# [SOURCE EXCERPT]

——

In this blog post, we will cover various data extraction methods, including machine learning models, contour detection, and rule-based methods. We will explore the use of machine learning for extracting data from graph images, examine the role of contour detection and rule-based techniques in data extraction, provide a step-by-step guide to our winning solution, and showcase the effectiveness of our solution with various graph examples.

Join us as we delve into the OCR Challenge and the transformative potential of these data extraction solutions.

Approach

Several different approaches can be used for graph data extraction from images, each with its own advantages and drawbacks. Some common approaches include using machine learning models, contour detection and rule-based methods.

Machine learning models, such as LayoutLMv2, can effectively classify text in graph images and provide insights into the data. However, these models require pre-training and fine-tuning, and may not be effective for all types of graphs.

now, let us see the pros and cons of machine learning models in our use case

pros

  1. Improved accuracy: By automating the process of classifying text in graph images, the LayoutLMv2 model can help to improve the accuracy of the analysis compared to manual classification methods.

  2. Time-saving: The model can analyze graph images faster than humans, reducing the time required for data analysis.

  3. Scalability: The model can be easily scaled to analyze large datasets, making it ideal for applications that involve processing a large volume of graphical data.

  4. Consistency: The model can provide consistent results across multiple images and datasets, eliminating the potential for human error and bias.

——

# [RECORDS PROVIDED]
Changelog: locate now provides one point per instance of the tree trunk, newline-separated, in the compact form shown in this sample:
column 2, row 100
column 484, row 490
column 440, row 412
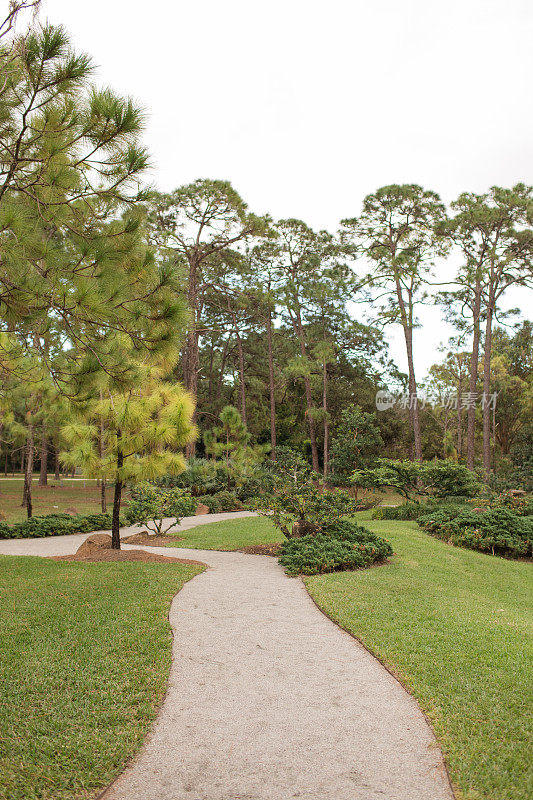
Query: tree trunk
column 298, row 327
column 28, row 472
column 43, row 473
column 242, row 388
column 459, row 417
column 271, row 387
column 413, row 398
column 486, row 387
column 472, row 381
column 115, row 525
column 326, row 421
column 57, row 471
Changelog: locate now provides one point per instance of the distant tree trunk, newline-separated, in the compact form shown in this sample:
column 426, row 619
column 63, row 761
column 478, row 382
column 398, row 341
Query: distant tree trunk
column 407, row 325
column 326, row 421
column 115, row 525
column 486, row 386
column 28, row 472
column 459, row 416
column 57, row 474
column 43, row 473
column 242, row 388
column 472, row 381
column 271, row 387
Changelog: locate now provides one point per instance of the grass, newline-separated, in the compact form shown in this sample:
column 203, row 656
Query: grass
column 455, row 627
column 86, row 651
column 82, row 496
column 229, row 535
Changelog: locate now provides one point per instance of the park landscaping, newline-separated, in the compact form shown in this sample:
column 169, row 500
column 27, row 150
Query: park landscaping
column 451, row 624
column 86, row 651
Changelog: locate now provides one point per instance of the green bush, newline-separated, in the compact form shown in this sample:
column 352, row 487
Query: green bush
column 499, row 531
column 412, row 511
column 56, row 525
column 344, row 545
column 221, row 501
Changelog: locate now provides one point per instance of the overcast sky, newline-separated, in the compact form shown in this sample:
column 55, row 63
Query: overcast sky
column 308, row 106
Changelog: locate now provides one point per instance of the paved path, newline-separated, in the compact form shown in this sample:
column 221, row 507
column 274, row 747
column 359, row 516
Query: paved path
column 269, row 700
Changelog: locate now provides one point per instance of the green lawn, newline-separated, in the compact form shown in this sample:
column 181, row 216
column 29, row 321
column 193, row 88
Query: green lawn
column 455, row 626
column 229, row 535
column 85, row 653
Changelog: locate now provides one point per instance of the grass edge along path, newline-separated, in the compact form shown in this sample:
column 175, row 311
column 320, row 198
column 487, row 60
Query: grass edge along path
column 454, row 626
column 86, row 652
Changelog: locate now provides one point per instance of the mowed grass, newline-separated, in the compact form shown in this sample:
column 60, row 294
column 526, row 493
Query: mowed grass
column 231, row 535
column 77, row 496
column 455, row 627
column 85, row 654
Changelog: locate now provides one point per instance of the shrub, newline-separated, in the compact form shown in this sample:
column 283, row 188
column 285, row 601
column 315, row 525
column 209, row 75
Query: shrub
column 221, row 501
column 347, row 546
column 498, row 531
column 56, row 525
column 150, row 505
column 437, row 479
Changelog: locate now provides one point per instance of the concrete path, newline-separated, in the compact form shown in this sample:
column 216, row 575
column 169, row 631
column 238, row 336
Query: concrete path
column 269, row 700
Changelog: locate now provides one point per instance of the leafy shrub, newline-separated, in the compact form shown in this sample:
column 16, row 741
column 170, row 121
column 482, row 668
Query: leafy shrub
column 56, row 525
column 150, row 505
column 221, row 501
column 412, row 511
column 345, row 546
column 497, row 531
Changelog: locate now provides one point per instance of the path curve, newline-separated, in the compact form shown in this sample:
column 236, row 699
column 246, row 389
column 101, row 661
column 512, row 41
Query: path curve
column 269, row 700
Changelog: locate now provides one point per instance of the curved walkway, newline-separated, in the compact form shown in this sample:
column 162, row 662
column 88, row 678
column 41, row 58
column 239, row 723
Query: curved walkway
column 269, row 700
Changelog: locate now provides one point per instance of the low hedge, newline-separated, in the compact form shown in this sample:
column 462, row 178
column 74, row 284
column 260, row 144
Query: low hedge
column 499, row 531
column 56, row 525
column 343, row 545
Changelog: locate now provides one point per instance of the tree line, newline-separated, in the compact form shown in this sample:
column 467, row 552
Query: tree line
column 113, row 297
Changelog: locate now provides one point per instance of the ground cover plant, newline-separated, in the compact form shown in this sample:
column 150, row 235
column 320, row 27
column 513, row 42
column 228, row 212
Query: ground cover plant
column 151, row 505
column 454, row 626
column 85, row 656
column 73, row 495
column 499, row 531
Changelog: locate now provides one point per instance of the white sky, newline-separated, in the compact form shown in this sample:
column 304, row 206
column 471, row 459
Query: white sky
column 308, row 106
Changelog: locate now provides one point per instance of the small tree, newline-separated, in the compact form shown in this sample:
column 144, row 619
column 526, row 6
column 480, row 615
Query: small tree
column 144, row 428
column 411, row 479
column 295, row 505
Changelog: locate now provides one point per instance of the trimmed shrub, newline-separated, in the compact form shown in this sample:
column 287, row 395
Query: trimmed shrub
column 344, row 545
column 499, row 531
column 56, row 525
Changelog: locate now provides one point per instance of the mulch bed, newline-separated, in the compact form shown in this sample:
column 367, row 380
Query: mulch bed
column 150, row 539
column 261, row 549
column 127, row 555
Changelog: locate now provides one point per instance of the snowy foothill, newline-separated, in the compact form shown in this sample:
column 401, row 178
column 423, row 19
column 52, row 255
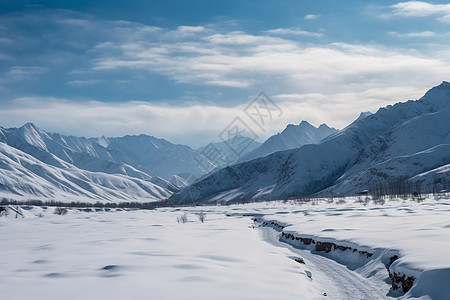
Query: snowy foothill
column 238, row 252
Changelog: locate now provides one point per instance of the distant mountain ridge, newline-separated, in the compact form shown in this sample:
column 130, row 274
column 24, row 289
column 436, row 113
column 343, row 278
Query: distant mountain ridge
column 89, row 168
column 292, row 137
column 405, row 140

——

# [TO-DO LIST]
A – Output, word for word, the stretch of the graph data extraction post from "1. Improved accuracy: By" through "error and bias.".
B – Pick up the graph data extraction post after its last sentence and keep writing it.
The rows come from a different source than the post on graph data extraction.

# [RESULTS]
A –
1. Improved accuracy: By automating the process of classifying text in graph images, the LayoutLMv2 model can help to improve the accuracy of the analysis compared to manual classification methods.

  2. Time-saving: The model can analyze graph images faster than humans, reducing the time required for data analysis.

  3. Scalability: The model can be easily scaled to analyze large datasets, making it ideal for applications that involve processing a large volume of graphical data.

  4. Consistency: The model can provide consistent results across multiple images and datasets, eliminating the potential for human error and bias.

B –
cons

  1. Fine-tuning required: Fine-tuning the model on specific datasets may require additional resources and time.

  2. Limitations of the model: The LayoutLMv2 model may not be effective for all types of graph images or data visualizations, and may require additional customization for certain applications.

  3. Interpretability: Machine learning models like the LayoutLMv2 model can be difficult to interpret and explain, making it challenging to understand how the model arrived at its classifications.

Contour detection and Rule-based methods can be a simpler approach that involves detecting the bars or data points in the graph using contour detection, and then Rule-based methods involve defining rules to extract data from the graph image based on its layout and structure. This approach can be effective for specific types of graphs but may require manual customization for each graph type.

Now, let us see the pros and cons of this method

pros

  1. No pre-training required: Unlike machine learning-based methods, contour detection, and basic mathematics does not require pre-training the model on large datasets, which can be time-consuming and computationally intensive.

  2. Relatively simple: The method involves simple calculations that can be easily implemented, making it accessible to a wide range of users and applications.

  3. Works for simple graphs: This method can be effective for simple graphs with clear and distinct bars and labels.

cons

  1. Limited applicability: This method may not work effectively for more complex graphs with overlapping bars or multiple datasets.

  2. Susceptible to errors: The accuracy of the method can be affected by errors in contour detection or OCR, which can result in the misclassification of text labels.

  3. Lack of flexibility: The method may not be easily adaptable to different types of graphs or applications, as it relies on specific calculations and assumptions about the layout of the graph.

Now, we will discuss both of these methods in detail one by one.

Machine learning model

LayoutLMv2 is a powerful machine learning model developed by Microsoft that is specifically designed to analyze document layouts. This model uses a combination of computer vision techniques and natural language processing (NLP) to understand the structure and content of documents, allowing it to identify key elements such as titles, captions, tables, and graphs.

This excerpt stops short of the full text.